THE TASKS
(1) Decide whether each statement agrees with the passage on accessibility APIs below, answering yes or no and quoting the words that settle it. (a) ChromeVox relies on the Chrome Accessibility API to give assistive technologies web content information. (b) Internet Explorer supports UIAExpress. (c) Browsers build the accessibility tree from the HTML DOM alone.
(2) According to the passage on accessibility APIs below, what properties does each web page element have?

EXCERPT TO READ
Application Programming Interface Models

There is a contract model between user agents (browsers) and assistive technologies (screen readers). Each web page element has a Name, a Role, a Value and a State Interpreted by assistive technology Used in combination with the Accessibility Application Programming Interface (AAPI). Assistive technologies can make standard method calls to the operating system to get information about the objects on the screen. In browsers, the platform Accessibility API is used both to make information about the browser itself available to assistive technologies and to expose information about the currently rendered content. Browsers typically support one or more of the available AAPI for the platform they are running on. Typically, browsers use the HTML DOM, along with further information derived from style sheets, to generate an accessibility tree hierarchy of the content it is displaying, and it passes that information to the platform AAPI. Information such as the role, name and state of each object in the content, as well as how it relates to other objects in the content, can then be queried by assistive technologies. While each operating system and vendor AAPI is different, there are some concepts all of them share.

  1. The tree, which models the entire interface as a tree of objects, exposed to assistive technology via the Accessibility API.
  2. The events, which let assistive technology know that a part of the tree has changed somehow.
  3. The actions, which come from assistive technology to ask the interface to change.

AAPI Models

Windows, Firefox, Chrome, Opera and Yandex, support MSAA, IAccessible and IAccessible2. While Internet Explorer supports MSAA, IAccessible and UIAExpress. Safari and Chrome support NSAccessibility on OSX and UIAccessibility on iOS. ChromeVox uses DOM access exclusively to provide web content information to assistive technologies, and does not use the Chrome Accessibility API.

STORED DATA
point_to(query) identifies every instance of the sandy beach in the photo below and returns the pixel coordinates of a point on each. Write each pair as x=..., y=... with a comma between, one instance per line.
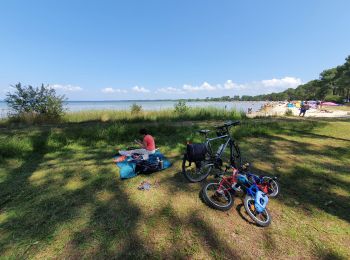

WORKED ANSWERS
(1)
(a) No: "ChromeVox uses DOM access exclusively to provide web content information to assistive technologies, and does not use the Chrome Accessibility API."
(b) Yes: "While Internet Explorer supports MSAA, IAccessible and UIAExpress."
(c) No: "browsers use the HTML DOM, along with further information derived from style sheets, to generate an accessibility tree hierarchy of the content it is displaying"

(2) Name, Role, Value, State